Set exercise> Rewrite the records from the line containing "[point] every instance of the compound" through the line containing "[point] every instance of the hairy", changing "one marker apiece" to "one dot apiece" and leaving everything else as it is. Return only those lines.
#### The records ####
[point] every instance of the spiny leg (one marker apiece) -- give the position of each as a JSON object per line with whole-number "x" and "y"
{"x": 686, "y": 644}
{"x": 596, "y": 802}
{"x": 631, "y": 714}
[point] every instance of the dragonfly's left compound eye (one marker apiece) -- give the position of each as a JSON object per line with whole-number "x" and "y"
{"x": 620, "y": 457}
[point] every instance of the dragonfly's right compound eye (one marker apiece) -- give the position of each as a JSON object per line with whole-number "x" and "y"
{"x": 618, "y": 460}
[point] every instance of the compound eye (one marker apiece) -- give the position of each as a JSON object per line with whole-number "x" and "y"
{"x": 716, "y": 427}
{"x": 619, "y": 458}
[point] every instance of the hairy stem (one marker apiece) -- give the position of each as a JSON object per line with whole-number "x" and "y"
####
#### The records ####
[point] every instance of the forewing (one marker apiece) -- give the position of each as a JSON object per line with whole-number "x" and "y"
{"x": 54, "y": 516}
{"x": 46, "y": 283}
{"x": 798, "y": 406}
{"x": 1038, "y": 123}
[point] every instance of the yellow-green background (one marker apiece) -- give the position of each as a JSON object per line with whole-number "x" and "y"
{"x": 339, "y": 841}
####
#### The records ####
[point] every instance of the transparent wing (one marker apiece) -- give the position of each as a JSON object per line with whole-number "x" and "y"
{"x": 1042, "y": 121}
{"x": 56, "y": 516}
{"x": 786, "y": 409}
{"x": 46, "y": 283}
####
Output below>
[point] every instance of the compound eye (one dot apiece) -- give the position of each as a JSON object per line with whole-number "x" and "y"
{"x": 716, "y": 427}
{"x": 619, "y": 458}
[point] every instance of the hairy stem (one dot apiece) -- give the position of each as a JSON object per line with whole-number "x" and "y"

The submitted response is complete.